# Указание 1:
Пожалуйста, обновите записи начиная со строки, содержащей «Data-validation step: confirm the dog's lip», и до конца записей, включая обе границы: замените «lip» на «lower lip», а всё остальное оставьте как есть. Изображения в ответ не включайте.

# Фрагмент текста:
*-*-*

Казалось, что возможности обороны страны уже исчерпаны и ничто не остановит немецкое наступление. Тем не менее Козлов уверенно говорит: «Я глубоко убежден, что Сталин, даже оставаясь в Москве, лично контролировал все происходящее на Сталинградском фронте. Это был его город, у него был опыт боев в этой местности, и он хорошо ее знал. Сталин послал в Сталинград многих своих ключевых руководителей (Маленкова, Жукова, Василевского, Устинова), чтобы они напрямую докладывали ему о ситуации. Для него был крайне важен исход битвы».
Слова ветеранов вполне резонны. Однако наивно полагать, что подобная уверенность в значимости битвы (даже если сам Сталин обладал ею в полной мере) могла быть с легкостью передана рядовым бойцам. С первых дней неимоверного натиска немцев на город у многих возникли серьезные опасения, что Сталинград сдастся или погибнет.
В решимости Сталина была и ужасающая обратная сторона – его пренебрежительное отношение к человеческой жизни и безопасности мирного населения Сталинграда. Жители города были оставлены на произвол судьбы на передовой развивающейся битвы. Тем не менее Козлов подчеркивает: «Когда мы отступали к Волге, то все ожидали какого-то жесткого волевого решения, которое спасет ситуацию».
Что примечательно, Сталинград имеет давнюю боевую историю. Город начал свою жизнь как пограничная крепость и стал суровым полем битвы во время Гражданской войны в России. Даже предания старины здесь пронизаны ратной мифологией. Так, название Мамаева кургана, который во время Сталинградской битвы оказался возвышенностью, господствующей над основной частью города, как гласит легенда, связано с именем татарского военачальника Мамая. Если же посмотреть кинохронику Сталинградского сражения, мы увидим на месте города руины, в которых, однако, каждое разрушенное строение превратилось в крепость, достойную битвы с татарами. Но нельзя забывать, что совсем незадолго до этого город был крайне уязвим для противника. Сталинград, распростершийся вдоль западного берега Волги, с его широкими улицами, проспектами и практически не защищенными окрестностями, выглядел беззащитным и словно приглашал немцев к вторжению.

*-*-*

# Исходные данные:
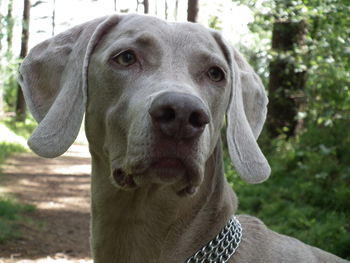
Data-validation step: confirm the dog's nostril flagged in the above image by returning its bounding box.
[188,111,209,128]
[156,108,176,123]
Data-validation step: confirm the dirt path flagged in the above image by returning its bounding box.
[0,144,92,263]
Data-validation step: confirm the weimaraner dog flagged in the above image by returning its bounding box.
[19,15,347,263]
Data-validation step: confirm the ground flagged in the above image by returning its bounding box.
[0,144,92,263]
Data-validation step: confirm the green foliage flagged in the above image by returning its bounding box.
[225,121,350,259]
[225,0,350,259]
[0,196,35,243]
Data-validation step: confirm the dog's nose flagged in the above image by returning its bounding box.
[149,92,210,139]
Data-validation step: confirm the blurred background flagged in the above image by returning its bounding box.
[0,0,350,259]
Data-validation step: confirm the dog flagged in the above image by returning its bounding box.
[19,14,347,263]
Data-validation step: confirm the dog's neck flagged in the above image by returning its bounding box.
[92,140,237,263]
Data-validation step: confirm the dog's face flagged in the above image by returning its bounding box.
[19,15,270,195]
[86,17,231,194]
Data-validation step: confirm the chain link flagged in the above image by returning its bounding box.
[185,216,242,263]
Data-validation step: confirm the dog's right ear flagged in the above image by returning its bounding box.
[18,15,121,158]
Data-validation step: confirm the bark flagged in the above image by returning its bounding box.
[164,0,168,20]
[6,0,14,58]
[267,21,306,137]
[187,0,199,22]
[16,0,30,121]
[174,0,179,21]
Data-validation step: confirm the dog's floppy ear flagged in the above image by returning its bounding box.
[227,48,271,183]
[211,31,271,183]
[18,15,120,158]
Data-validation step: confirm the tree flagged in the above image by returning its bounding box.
[268,19,306,137]
[51,0,56,36]
[16,0,30,121]
[143,0,149,14]
[174,0,179,21]
[6,0,14,58]
[187,0,198,22]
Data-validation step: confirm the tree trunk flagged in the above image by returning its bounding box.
[52,0,56,36]
[164,0,169,20]
[267,21,306,138]
[187,0,198,22]
[6,0,14,58]
[174,0,179,21]
[143,0,149,14]
[0,0,4,117]
[16,0,30,121]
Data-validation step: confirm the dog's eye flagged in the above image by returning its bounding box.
[113,50,136,67]
[207,67,225,82]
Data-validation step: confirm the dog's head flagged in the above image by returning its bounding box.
[19,15,270,194]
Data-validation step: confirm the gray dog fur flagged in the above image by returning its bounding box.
[19,15,347,263]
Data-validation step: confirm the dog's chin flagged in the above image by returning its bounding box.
[112,158,203,196]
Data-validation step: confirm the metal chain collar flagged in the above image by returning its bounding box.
[185,216,242,263]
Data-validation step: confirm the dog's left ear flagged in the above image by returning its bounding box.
[227,48,271,183]
[213,31,271,183]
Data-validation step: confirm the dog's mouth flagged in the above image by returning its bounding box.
[112,156,202,196]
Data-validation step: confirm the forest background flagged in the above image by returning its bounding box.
[0,0,350,259]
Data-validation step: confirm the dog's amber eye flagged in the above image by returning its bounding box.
[113,50,136,67]
[207,67,225,82]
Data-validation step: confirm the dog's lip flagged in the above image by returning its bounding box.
[151,157,185,170]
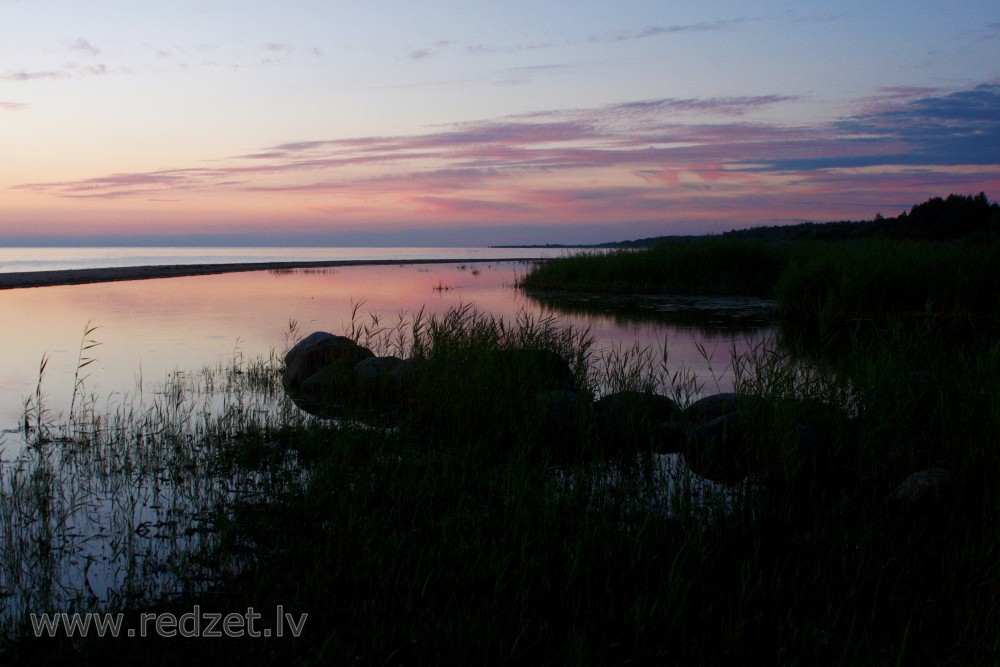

*-*-*

# Указание 2:
Согласуются ли с фрагментом о Сталинградской битве утверждения: (a) Козлов был убежден, что Сталин лично контролировал происходящее на Сталинградском фронте; (b) Сталинград протянулся вдоль восточного берега Волги; (c) во время Гражданской войны в России город стал полем битвы? Ответьте «да» или «нет» и приведите решающие слова текста.

# Ответ на задание 1:
Data-validation step: confirm the dog's lower lip flagged in the above image by returning its bounding box.
[151,157,185,170]

# Ответ на задание 2:
(a) Да: «Я глубоко убежден, что Сталин, даже оставаясь в Москве, лично контролировал все происходящее на Сталинградском фронте».
(b) Нет: «Сталинград, распростершийся вдоль западного берега Волги».
(c) Да: «стал суровым полем битвы во время Гражданской войны в России».